> [Task instructions]
1. For each statement below, state whether it agrees with the deployment notes, answering yes or no and quoting the deciding words from them. (a) A single A6000 is enough for 32B models when prompts are properly tuned. (b) Integration feasibility is rated low when LangChain/n8n SDKs are used. (c) Local inference incurs a token cost comparable to OpenAI.
2. Output, word for word, the stretch of the deployment notes from "- Setup and" through "types (e.g., images)".

> [Provided text]
◇ ◇ ◇

Model Comparison Insights
- 1x A6000 is sufficient for 32B models with proper prompt tuning.
- 1x H100 can support 70B models for testing/research.
- Models with vision capabilities require pre-processing: PDF → Text → Embedding → Vector DB → Retriever → LLM.
- Multi-model workflows (e.g., classification + reasoning) improve accuracy and performance:
User → Model 1 (classifier/tuner) → Model 2 (responder) → Output
5. Use Case Applicability
Suitable Use Cases
- Domain-specific AI agents (e.g., code generation, Q&A bots)
- Parallel model inference to boost reliability
- On-prem inference for sensitive data handling
- Coding support agents
Limitations
- GPU-dependent
- Lacks native image/PDF input unless extended with external modules
- Large model cost constraints
Integration Feasibility
- High if using LangChain/n8n SDKs
- Moderate effort for on-prem setup (requires infrastructure and monitoring)
6. Cost-Benefit Analysis
Implementation Costs
- GPU rental via Vast.ai for prototyping (~$0.5 to $4/hr)
- Setup and tuning time
- DevOps and monitoring for production use
ROI & Savings
- Local inference = no token cost (vs. OpenAI)
- Smaller tuned models yield significant savings
- Modular flows reduce infrastructure duplication
Risks
- Over-investing in large models without maximizing smaller ones
- Long response times = poor UX
- Lack of model support for some input types (e.g., images)

◇ ◇ ◇

Source records
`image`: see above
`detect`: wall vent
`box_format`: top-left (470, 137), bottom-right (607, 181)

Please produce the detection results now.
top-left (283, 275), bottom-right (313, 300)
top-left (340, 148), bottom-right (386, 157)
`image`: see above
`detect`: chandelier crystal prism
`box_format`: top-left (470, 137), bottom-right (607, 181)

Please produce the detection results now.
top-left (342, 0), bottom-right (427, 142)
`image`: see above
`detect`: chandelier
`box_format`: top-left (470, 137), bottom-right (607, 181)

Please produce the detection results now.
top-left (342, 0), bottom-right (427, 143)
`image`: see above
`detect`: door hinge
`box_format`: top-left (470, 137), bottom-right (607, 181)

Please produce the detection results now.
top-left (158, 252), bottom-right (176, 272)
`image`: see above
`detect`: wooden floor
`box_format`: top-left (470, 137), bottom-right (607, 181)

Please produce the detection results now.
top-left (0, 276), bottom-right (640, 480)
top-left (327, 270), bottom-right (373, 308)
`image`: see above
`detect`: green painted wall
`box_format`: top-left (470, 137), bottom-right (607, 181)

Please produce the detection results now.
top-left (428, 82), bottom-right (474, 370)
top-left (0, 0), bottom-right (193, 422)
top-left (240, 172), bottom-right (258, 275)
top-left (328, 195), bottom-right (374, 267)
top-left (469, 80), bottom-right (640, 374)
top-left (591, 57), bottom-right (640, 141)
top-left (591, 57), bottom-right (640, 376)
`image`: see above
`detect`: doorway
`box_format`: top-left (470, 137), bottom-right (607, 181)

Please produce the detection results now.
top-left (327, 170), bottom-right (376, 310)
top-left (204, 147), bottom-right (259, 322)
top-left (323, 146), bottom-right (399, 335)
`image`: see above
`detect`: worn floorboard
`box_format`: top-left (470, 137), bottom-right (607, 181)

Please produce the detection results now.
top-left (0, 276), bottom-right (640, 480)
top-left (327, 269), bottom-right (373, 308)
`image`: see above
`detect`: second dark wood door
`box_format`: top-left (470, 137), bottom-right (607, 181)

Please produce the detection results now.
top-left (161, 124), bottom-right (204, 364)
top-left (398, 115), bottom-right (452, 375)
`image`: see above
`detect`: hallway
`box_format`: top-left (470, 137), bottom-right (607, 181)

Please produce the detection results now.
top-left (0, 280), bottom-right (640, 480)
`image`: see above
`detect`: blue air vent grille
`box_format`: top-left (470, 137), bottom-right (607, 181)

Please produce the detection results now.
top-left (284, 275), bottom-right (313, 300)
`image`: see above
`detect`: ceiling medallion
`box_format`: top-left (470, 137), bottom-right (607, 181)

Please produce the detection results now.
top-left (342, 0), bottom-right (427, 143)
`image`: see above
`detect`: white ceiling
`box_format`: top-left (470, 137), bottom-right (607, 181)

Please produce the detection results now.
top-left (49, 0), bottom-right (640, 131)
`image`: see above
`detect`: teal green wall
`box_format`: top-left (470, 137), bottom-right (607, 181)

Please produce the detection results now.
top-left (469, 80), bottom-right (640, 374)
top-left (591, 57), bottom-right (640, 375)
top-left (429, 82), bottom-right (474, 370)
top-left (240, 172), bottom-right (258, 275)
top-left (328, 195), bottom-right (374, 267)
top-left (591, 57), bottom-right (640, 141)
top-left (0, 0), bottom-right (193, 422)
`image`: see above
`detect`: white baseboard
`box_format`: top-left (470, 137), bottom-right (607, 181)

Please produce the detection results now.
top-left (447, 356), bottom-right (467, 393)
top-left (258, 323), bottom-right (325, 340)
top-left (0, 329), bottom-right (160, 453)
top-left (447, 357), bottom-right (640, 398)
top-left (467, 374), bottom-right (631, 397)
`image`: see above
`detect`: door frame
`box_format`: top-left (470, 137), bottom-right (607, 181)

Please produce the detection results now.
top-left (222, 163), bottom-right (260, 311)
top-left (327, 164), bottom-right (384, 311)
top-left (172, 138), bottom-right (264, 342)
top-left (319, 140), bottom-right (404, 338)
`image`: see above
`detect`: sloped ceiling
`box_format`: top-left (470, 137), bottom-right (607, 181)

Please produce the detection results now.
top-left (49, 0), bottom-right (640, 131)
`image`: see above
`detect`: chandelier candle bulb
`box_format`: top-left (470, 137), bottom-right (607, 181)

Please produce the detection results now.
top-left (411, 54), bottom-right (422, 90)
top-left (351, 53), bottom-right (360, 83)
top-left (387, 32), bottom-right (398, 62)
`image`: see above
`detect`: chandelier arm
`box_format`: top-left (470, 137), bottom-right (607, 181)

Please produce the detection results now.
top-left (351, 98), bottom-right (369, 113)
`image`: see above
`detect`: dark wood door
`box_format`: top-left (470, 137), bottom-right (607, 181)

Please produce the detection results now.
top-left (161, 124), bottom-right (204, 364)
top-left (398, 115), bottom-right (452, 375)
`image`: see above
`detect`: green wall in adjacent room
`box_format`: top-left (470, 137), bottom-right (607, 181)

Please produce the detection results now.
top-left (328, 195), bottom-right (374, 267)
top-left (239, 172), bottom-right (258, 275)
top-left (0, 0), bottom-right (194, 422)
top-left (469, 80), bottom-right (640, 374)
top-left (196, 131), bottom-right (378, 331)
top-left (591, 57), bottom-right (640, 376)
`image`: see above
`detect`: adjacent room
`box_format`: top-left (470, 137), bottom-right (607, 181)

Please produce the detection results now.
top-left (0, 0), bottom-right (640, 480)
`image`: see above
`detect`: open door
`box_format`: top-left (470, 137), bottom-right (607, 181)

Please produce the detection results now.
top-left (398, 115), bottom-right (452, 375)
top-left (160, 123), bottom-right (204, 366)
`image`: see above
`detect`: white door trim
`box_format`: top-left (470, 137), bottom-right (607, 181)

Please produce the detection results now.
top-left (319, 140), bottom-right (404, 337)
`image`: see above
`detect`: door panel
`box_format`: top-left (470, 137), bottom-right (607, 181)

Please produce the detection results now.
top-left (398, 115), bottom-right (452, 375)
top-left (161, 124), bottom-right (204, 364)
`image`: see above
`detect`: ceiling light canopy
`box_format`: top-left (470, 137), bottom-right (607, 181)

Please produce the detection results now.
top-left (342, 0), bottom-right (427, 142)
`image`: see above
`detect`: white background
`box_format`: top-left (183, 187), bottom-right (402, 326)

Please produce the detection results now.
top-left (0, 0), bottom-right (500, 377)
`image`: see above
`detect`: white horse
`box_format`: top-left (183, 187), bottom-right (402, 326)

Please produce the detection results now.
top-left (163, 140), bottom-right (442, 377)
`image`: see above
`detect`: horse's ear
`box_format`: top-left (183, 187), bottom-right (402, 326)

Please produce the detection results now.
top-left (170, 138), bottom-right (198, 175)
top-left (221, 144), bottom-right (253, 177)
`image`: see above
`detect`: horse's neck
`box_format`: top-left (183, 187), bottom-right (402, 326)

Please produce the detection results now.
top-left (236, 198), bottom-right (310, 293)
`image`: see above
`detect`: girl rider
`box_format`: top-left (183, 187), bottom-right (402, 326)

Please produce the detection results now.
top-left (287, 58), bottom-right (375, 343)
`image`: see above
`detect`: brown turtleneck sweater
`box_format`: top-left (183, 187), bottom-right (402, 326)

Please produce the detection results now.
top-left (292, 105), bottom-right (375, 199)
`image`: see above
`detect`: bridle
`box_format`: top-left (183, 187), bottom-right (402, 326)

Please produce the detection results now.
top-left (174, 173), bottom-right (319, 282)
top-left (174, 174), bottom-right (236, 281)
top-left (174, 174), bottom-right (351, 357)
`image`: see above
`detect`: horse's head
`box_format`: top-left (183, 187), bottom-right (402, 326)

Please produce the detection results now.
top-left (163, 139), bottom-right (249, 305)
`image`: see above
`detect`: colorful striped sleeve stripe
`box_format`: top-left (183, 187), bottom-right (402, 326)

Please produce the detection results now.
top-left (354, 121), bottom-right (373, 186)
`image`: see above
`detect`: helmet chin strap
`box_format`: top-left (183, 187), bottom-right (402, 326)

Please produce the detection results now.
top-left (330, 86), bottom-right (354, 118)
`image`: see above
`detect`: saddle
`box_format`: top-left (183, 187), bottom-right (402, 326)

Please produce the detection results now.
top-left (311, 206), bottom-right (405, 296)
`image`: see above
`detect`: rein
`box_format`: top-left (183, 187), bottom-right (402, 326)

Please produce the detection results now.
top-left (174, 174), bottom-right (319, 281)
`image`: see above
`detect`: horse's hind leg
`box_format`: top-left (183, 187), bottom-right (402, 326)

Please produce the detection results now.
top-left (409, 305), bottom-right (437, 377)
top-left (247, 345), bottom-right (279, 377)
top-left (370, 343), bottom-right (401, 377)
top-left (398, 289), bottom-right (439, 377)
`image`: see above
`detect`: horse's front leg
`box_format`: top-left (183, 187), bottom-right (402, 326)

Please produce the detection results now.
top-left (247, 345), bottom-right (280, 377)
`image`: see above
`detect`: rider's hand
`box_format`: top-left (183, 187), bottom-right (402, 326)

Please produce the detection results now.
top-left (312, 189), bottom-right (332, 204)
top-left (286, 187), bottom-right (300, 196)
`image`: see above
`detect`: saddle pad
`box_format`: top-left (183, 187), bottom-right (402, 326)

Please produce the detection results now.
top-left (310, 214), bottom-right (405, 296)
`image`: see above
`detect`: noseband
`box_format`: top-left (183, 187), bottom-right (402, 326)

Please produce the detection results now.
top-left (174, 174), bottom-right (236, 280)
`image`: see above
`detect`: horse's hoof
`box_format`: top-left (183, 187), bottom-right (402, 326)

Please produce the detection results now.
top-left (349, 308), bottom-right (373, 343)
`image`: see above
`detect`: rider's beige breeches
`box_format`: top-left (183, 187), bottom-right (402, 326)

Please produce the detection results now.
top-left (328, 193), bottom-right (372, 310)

◇ ◇ ◇

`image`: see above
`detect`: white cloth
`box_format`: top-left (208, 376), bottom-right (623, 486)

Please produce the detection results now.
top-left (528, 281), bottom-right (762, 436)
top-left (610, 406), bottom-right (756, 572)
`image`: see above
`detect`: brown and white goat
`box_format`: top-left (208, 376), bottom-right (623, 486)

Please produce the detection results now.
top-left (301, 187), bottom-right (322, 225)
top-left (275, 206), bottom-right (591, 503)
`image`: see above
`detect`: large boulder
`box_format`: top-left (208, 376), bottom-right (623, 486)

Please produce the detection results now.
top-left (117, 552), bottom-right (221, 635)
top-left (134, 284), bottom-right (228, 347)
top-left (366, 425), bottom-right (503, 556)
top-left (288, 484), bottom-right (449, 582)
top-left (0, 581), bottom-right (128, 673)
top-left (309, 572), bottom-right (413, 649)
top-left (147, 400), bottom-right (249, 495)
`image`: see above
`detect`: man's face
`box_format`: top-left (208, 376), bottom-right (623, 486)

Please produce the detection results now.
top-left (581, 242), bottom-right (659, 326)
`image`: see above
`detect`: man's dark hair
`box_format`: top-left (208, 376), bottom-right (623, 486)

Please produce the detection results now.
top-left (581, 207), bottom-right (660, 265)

◇ ◇ ◇

> [Responses to the tasks]
1.
(a) Yes: "1x A6000 is sufficient for 32B models with proper prompt tuning."
(b) No: "High if using LangChain/n8n SDKs"
(c) No: "Local inference = no token cost (vs. OpenAI)"

2.
- Setup and tuning time
- DevOps and monitoring for production use
ROI & Savings
- Local inference = no token cost (vs. OpenAI)
- Smaller tuned models yield significant savings
- Modular flows reduce infrastructure duplication
Risks
- Over-investing in large models without maximizing smaller ones
- Long response times = poor UX
- Lack of model support for some input types (e.g., images)